What you will do: Quote verbatim the portion of the listing below that runs from the line containing "and locate laptop." up to and including the line containing "[357,0,1344,353]".
··· Material ···
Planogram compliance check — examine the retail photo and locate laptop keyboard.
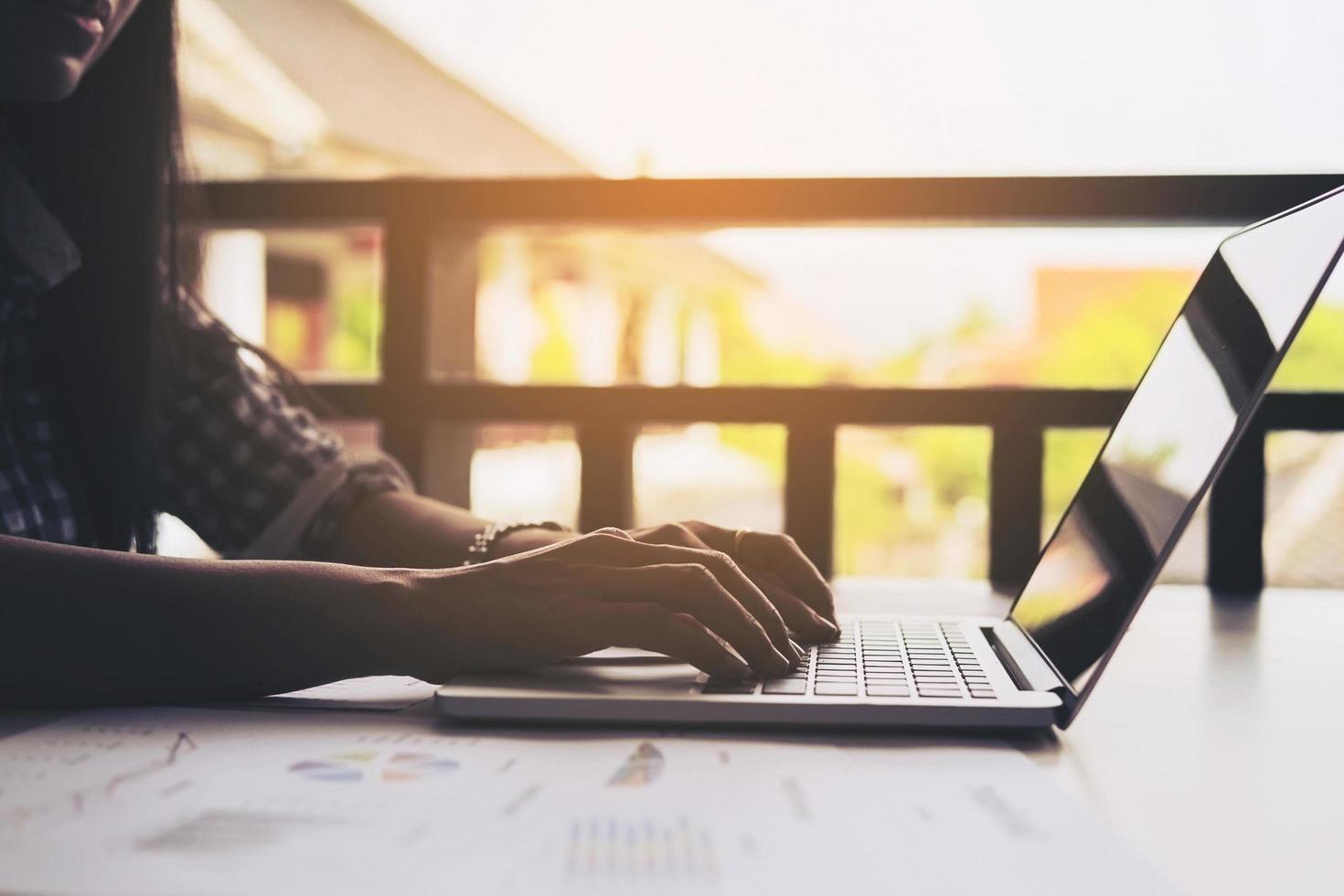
[700,619,995,699]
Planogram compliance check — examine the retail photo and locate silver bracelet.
[463,520,570,567]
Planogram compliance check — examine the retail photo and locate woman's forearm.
[0,536,403,705]
[325,492,570,570]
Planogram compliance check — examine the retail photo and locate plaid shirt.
[0,148,410,558]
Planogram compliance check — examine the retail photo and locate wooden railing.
[202,175,1344,591]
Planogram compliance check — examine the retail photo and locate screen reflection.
[1012,194,1344,709]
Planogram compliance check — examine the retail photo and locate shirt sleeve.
[158,312,411,559]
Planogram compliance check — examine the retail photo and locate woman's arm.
[0,529,800,705]
[0,536,400,705]
[324,492,840,641]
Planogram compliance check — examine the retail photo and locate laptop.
[435,188,1344,728]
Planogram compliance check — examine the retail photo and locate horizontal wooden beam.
[191,175,1344,227]
[312,383,1344,432]
[314,383,1129,429]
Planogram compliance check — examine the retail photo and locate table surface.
[0,581,1344,895]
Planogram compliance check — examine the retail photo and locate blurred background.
[164,0,1344,586]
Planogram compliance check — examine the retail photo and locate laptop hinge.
[984,619,1078,713]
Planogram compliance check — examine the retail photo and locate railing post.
[577,423,640,532]
[784,423,836,579]
[1209,421,1264,593]
[989,421,1046,591]
[380,209,429,484]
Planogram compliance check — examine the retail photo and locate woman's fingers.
[564,563,797,675]
[746,568,840,644]
[632,523,840,641]
[578,539,803,662]
[590,603,752,678]
[735,532,840,634]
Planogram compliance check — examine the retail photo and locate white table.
[840,581,1344,896]
[0,581,1344,896]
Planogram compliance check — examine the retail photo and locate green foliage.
[1275,305,1344,389]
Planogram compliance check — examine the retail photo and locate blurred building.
[180,0,778,548]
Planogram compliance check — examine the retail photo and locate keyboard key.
[700,678,757,693]
[812,681,859,698]
[761,678,807,696]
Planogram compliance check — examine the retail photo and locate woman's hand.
[630,521,840,644]
[398,527,837,681]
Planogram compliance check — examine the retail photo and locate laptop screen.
[1010,185,1344,712]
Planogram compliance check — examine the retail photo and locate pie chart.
[289,751,458,784]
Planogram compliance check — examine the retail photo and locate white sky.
[358,0,1344,176]
[357,0,1344,353]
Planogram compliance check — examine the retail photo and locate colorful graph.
[289,750,458,784]
[563,816,721,895]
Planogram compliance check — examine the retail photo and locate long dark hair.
[3,0,195,550]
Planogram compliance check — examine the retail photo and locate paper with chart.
[254,676,438,712]
[0,709,1167,896]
···
Result:
Planogram compliance check — examine the retail photo and locate laptop.
[435,188,1344,728]
Planogram compliance check — examine the retail photo and locate horizontal wooden beam.
[191,175,1344,227]
[312,383,1344,432]
[314,383,1129,429]
Planogram compliance check — examine the retail photo and locate table surface.
[0,581,1344,895]
Planogram compliance check — examine the retail photo and locate blurred background.
[164,0,1344,586]
Planogram compliance check — examine the retail photo and locate laptop hinge.
[984,619,1078,713]
Planogram compliance check — examine the retail photo and locate railing post.
[577,423,640,532]
[784,423,836,579]
[1209,421,1264,593]
[989,421,1046,591]
[380,209,429,484]
Planogram compliance check — examine the retail photo and locate woman's fingers.
[564,563,797,675]
[746,568,840,644]
[632,523,840,641]
[578,539,803,662]
[590,603,752,678]
[735,532,840,634]
Planogram compliance check — examine the retail photo and locate white table.
[840,581,1344,896]
[0,581,1344,896]
Planogram compliance check — examine the retail photo and locate green foliage.
[1275,305,1344,389]
Planogram compliance check — examine the retail photo and locate blurred building.
[180,0,778,548]
Planogram compliance check — examine the retail photo and locate keyboard key.
[700,678,757,693]
[812,681,859,698]
[761,678,807,696]
Planogram compliance check — examine the retail photo and locate woman's hand.
[630,521,840,644]
[398,527,837,681]
Planogram compliance check — examine the retail photo and locate laptop screen.
[1010,185,1344,712]
Planogram compliance check — examine the retail photo and locate pie chart.
[289,751,458,784]
Planogram compliance check — examine the retail photo and locate white sky.
[358,0,1344,176]
[357,0,1344,353]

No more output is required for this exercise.